─── ARTICLE ───
Let's Encrypt SSL certificates at home
For nearly 2 years I have been using Let’s Encrypt (like half the tech world) for SSL certificates on my public-facing projects and services. I have decided to try an extend their use to my internal sites too, and do-away with running my own certificate authority except for a few niche cases (OpenVPN, for example).
In my current use case, all of the services that require an SSL certificate reside on my cloud-based virtual server, which makes handling them very easy - I have a script which runs the update and triggers a restart or reload (as appropriate) of any daemons that might need to know if the certificate is updated.
This new one is a bit more complicated, as some of the systems that need a certificate are embedded so the certificate will need to be requested on a different host (a Linux server) and then pushed onto the client with either an API call or tool.
As my DNS is hosted by the excellent Mythic Beasts, who also provide my VPN, I use their DNS API hook with Dehydrated to automate management of my Let’s Encrypt certificates.
Dehydrated only allows the use of one hook script, so in order to automate the updating of certificates and refreshing of affected services I have a daily cron job that checks to see if dehydrated’s certificate is newer than the destination one and, if it is, copy the new one over and restart/reload daemons. This is crude and should be done using dehydrated’s deploy-cert hook point instead. As I now need to be a bit more sophisticated for these embedded systems, a one-size-fits-all recipe for copy-reload is not longer going to work, I am revisiting this hack.
Mythic Beasts also maintain a tool called dehydrated-code-rack, which dispatches any number of hooks using run-parts. run-parts
comes from the debianutils package (described as “Miscellaneous utilities specific to Debian”), so it is probable the tool will not work on other systems (e.g. FreeBSD, Fedora, Red Hat and derivatives like CentOS). I have submitted a pull-request to make it work on other systems but fortunately all of my Linux systems are running Debian.
───
[PROMPT 1] In the post on Let's Encrypt certificates at home, which provider hosts the DNS?
[PROMPT 2]
Do these statements agree with the post on Let's Encrypt certificates at home? Answer yes or no for each, and quote the words from the post that decide it.
(a) Dehydrated can use several hook scripts at once.
(b) The run-parts tool is part of the debianutils package.
(c) The plan is to stop running a private certificate authority in every case.
[PROMPT 3] Continue the post on Let's Encrypt certificates at home from the point where it stops.
─── GIVEN INFORMATION ───
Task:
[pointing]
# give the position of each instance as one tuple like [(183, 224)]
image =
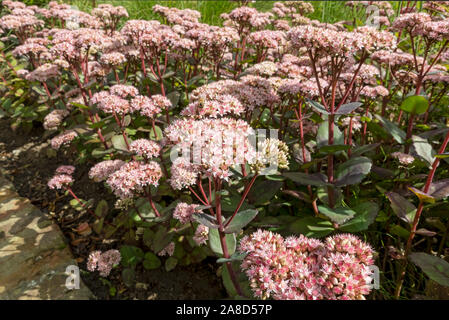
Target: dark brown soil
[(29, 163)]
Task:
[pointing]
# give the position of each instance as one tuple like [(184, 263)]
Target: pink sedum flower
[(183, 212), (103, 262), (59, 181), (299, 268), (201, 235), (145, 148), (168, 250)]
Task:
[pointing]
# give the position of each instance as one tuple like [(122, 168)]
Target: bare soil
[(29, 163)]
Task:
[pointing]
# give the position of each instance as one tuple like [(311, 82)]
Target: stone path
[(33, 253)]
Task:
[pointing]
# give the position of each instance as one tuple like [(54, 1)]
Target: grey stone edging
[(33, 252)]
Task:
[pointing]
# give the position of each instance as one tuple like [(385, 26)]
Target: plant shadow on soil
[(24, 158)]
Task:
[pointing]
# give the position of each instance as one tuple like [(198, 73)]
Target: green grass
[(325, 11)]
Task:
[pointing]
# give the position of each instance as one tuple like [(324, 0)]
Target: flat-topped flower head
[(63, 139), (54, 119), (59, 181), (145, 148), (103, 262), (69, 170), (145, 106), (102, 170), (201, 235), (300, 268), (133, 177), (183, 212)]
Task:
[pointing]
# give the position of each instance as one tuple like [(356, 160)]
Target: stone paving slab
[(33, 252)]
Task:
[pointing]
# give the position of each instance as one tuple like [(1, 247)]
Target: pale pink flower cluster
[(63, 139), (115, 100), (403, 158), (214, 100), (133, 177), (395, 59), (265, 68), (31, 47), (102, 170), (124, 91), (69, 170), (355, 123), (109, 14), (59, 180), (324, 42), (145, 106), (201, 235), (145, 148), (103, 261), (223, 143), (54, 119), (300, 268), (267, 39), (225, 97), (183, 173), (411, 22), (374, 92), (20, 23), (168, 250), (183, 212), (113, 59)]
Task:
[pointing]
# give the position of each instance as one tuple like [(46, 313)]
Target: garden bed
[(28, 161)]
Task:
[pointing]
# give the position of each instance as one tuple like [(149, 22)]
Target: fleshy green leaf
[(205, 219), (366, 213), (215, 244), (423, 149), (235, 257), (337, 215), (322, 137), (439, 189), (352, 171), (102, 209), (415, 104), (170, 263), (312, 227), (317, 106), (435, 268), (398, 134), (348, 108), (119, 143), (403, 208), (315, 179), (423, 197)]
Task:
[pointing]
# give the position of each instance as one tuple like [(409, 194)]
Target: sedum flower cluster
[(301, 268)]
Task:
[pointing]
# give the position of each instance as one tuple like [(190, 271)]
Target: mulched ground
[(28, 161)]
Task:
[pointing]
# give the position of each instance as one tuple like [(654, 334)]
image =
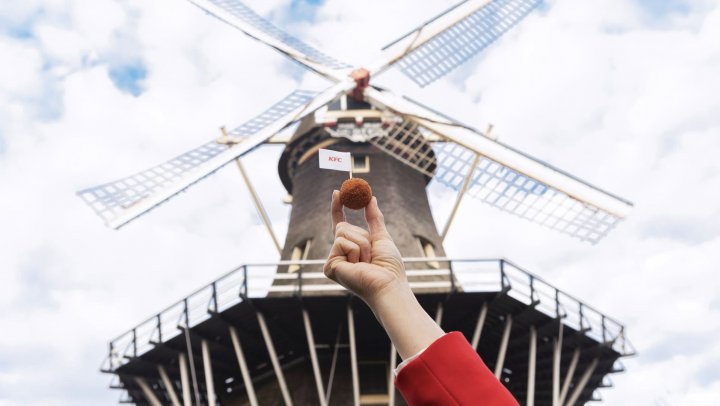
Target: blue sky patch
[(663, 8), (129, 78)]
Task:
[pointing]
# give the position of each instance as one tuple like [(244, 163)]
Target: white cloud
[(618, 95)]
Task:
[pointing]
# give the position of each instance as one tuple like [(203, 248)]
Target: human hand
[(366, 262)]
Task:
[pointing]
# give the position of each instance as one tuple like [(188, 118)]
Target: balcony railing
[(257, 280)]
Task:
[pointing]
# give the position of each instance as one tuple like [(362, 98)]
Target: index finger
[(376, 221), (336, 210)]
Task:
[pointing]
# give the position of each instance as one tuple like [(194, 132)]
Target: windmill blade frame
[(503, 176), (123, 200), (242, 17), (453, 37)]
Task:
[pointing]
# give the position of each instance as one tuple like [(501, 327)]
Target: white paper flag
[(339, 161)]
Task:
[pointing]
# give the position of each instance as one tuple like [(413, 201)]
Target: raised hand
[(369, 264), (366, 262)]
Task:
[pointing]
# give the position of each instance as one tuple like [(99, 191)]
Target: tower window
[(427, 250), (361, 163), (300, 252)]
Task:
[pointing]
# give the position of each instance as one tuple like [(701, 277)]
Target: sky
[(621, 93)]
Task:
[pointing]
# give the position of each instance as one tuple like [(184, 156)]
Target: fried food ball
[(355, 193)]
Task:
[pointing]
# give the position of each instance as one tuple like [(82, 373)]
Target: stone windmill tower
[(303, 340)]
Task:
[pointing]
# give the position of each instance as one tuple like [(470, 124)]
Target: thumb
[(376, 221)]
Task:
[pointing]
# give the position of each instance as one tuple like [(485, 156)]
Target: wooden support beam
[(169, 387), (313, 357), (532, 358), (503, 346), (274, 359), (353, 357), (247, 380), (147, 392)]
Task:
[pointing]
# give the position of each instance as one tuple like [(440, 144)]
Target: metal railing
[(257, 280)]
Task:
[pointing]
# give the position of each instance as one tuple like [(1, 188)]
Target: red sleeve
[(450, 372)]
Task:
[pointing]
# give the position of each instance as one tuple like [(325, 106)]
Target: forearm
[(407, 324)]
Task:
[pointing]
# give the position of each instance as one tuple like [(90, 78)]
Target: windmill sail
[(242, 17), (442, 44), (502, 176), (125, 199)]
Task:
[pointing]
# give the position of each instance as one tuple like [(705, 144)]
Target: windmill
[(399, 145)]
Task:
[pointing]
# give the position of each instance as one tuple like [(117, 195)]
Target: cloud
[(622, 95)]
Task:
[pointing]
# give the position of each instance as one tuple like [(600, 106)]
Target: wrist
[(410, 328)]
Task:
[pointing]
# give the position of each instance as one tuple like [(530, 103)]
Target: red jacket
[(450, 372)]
───
─── GIVEN INFORMATION ───
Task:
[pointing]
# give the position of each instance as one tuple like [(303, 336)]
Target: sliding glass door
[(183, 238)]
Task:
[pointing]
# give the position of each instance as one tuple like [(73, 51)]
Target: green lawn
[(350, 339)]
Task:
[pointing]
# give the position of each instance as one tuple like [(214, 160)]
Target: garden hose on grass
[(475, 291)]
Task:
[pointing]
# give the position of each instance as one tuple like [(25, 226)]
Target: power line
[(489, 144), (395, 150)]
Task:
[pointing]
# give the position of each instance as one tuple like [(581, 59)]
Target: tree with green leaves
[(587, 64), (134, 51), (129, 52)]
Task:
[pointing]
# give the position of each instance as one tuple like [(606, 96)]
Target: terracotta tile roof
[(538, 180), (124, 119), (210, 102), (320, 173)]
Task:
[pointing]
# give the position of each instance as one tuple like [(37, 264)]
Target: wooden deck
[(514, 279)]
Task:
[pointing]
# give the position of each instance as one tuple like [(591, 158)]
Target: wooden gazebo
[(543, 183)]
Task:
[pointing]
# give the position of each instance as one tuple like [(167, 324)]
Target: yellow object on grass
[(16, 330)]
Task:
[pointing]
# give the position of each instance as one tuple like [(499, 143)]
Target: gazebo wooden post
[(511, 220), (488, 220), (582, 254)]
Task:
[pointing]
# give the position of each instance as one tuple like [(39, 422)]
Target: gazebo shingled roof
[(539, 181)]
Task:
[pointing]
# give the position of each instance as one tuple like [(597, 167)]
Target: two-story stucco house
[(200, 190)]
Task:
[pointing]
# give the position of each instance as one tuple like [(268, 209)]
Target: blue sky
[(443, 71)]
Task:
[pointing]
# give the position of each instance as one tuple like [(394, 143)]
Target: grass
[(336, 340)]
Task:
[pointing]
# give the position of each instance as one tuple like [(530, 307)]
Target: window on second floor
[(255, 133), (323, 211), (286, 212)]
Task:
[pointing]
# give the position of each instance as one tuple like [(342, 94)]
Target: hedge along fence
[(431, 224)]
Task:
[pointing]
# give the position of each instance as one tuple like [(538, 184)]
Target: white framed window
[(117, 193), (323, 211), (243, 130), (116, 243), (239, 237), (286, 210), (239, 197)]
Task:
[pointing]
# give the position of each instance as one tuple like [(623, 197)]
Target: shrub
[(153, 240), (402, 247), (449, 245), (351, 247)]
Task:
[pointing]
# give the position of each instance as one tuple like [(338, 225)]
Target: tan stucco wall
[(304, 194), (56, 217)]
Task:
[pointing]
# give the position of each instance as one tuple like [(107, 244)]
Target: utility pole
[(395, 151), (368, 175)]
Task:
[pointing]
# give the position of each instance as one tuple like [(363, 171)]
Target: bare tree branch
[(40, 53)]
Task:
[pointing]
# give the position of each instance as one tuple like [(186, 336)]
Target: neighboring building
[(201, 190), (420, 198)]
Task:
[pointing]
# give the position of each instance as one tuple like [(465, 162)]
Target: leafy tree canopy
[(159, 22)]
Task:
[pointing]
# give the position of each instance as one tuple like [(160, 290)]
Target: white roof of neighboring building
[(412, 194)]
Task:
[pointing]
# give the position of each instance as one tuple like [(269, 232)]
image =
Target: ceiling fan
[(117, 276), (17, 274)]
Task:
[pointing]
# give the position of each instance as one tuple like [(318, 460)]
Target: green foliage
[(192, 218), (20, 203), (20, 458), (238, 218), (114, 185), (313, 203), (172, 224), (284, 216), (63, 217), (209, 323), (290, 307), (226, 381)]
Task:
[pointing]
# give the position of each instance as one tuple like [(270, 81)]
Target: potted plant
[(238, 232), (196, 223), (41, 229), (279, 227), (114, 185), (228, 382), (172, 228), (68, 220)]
───
[OUTPUT 1] Mythic Beasts.

[OUTPUT 2]
(a) No: "Dehydrated only allows the use of one hook script"
(b) Yes: "comes from the debianutils package"
(c) No: "except for a few niche cases (OpenVPN, for example)"

[OUTPUT 3]
Migrating from single hook and cron job to code-rack
Step 1 is to unpick my existing solution and migrate it to a process that supports multiple hooks, which I can then replicate on my new set-up. I could just implement it in the new place but having 2 different ways the process works is a recipe for confusion in the future and complicates maintaining it. While I am doing this, I will migrate my existing cron job to use hooks as well.
Download code-rack
code-rack expects to be in the same place as the hooks (the hook script uses dirname $0
to locate the hook-directories). To work-around this, I have fetched their git repository to a separate directory then symlinked the relevant scripts into the hook
directory.
Fetch code-rack with git, make the hook directory and symlink and create the hook folders (before setting permissions so that the dehydrated user can run but not modify the hooks).
git clone https://github.com/mythic-beasts/dehydrated-code-rack.git /etc/dehydrated/code-rack
mkdir /etc/dehydrated/hook
ln -s /etc/dehydrated/code-rack/code-rack /etc/dehydrated/hook/
mkdir /etc/dehydrated/hook/{available,deploy-challenge,clean-challenge,deploy-cert,unchanged-cert,invalid-challenge,request-failure,exit-hook}
chown -R root:root /etc/dehydrated/hook
chmod -R 755 /etc/dehydrated/hook
Migrate the existing hook
Once code-rack is in place, this is simple. Like code-rack, I git cloned the dns-api into a subdirectory of /etc/dehydrated
called dehydrated-mythic-dns01
(although it occurs to me as I type this that /usr/local/lib/dehydrated might be a more appropriate place for both of them). If yours is elsewhere, adjust accordingly.
First step is to replace the HOOK
configuration setting for dehydrated with code-rack instead of the DNS api directly. I had created a file in /etc/dehydrated/conf.d
with this setting:
HOOK=/etc/dehydrated/hook/code-rack
HOOK_CHAIN=yes
The second step is to add the dns-api hooks to code-racks stack, with some symlinks. Like code-rack, the dns-api script expects to find a file in dirname $0/../common/
, so that extra directory needs to be created and the file symlinked. The actual hook files (but not the common file, which is sourced) need to be executable, so double check the permissions on the symlink target.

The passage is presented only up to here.